╭─ Data to use

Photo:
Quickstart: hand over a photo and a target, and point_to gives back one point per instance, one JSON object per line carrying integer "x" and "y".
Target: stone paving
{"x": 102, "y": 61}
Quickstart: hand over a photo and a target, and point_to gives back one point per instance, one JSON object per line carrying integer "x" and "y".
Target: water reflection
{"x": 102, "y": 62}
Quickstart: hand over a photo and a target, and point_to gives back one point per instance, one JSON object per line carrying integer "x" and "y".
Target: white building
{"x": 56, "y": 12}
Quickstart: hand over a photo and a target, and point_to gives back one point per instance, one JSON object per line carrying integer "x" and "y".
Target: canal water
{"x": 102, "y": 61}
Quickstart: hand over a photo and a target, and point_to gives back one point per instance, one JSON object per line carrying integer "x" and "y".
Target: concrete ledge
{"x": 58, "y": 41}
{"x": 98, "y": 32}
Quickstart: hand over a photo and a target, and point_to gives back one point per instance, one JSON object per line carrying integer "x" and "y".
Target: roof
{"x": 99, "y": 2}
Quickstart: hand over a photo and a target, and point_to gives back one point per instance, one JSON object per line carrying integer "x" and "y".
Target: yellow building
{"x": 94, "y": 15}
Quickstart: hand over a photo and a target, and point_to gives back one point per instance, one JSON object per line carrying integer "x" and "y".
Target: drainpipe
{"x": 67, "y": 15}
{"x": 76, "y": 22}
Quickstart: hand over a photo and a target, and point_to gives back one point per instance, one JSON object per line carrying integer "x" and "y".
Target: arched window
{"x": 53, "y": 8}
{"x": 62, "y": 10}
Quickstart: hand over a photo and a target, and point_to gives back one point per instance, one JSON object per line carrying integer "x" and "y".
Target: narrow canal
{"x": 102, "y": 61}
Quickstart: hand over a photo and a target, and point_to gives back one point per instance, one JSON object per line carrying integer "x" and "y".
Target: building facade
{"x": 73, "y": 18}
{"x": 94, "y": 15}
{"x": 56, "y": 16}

╰─

_Exercise requirements_
Output the full listing without altering anything.

_The completed task_
Photo:
Quickstart: hand over a photo and a target, and point_to gives back one point per instance, one JSON object per line carrying integer "x" and "y".
Target: stone paving
{"x": 102, "y": 61}
Quickstart: hand over a photo and a target, and point_to gives back one point per instance, one JSON object per line carrying integer "x" and "y".
Target: water reflection
{"x": 102, "y": 62}
Quickstart: hand over a photo and a target, and point_to gives back one point per instance, one JSON object per line carrying integer "x" and "y".
Target: white building
{"x": 56, "y": 12}
Quickstart: hand over a photo and a target, and point_to gives back one point per instance, one JSON object per line carrying integer "x" and "y".
Target: canal water
{"x": 102, "y": 61}
Quickstart: hand over a photo and a target, and point_to gives back one point per instance, one JSON object per line carrying integer "x" and "y".
Target: concrete ledge
{"x": 58, "y": 41}
{"x": 98, "y": 32}
Quickstart: hand over a photo and a target, and point_to gives back one point per instance, one JSON object per line carrying integer "x" and "y".
Target: roof
{"x": 99, "y": 2}
Quickstart: hand over a photo and a target, and point_to gives back one point per instance, one JSON object per line carrying integer "x" and "y".
Target: yellow building
{"x": 94, "y": 15}
Quickstart: hand over a photo and a target, and point_to gives back one point per instance, one JSON object per line carrying integer "x" and "y".
Target: drainpipe
{"x": 67, "y": 15}
{"x": 76, "y": 22}
Quickstart: hand over a photo and a target, and point_to gives back one point per instance, one JSON object per line carrying integer "x" and "y".
Target: arched window
{"x": 53, "y": 8}
{"x": 62, "y": 10}
Quickstart: hand over a photo and a target, and point_to gives back one point per instance, one JSON object per line carrying integer "x" and "y".
Target: narrow canal
{"x": 102, "y": 61}
Quickstart: hand over a photo and a target, and point_to gives back one point per instance, one JSON object per line carrying integer "x" and "y".
Target: building facade
{"x": 73, "y": 18}
{"x": 94, "y": 15}
{"x": 56, "y": 16}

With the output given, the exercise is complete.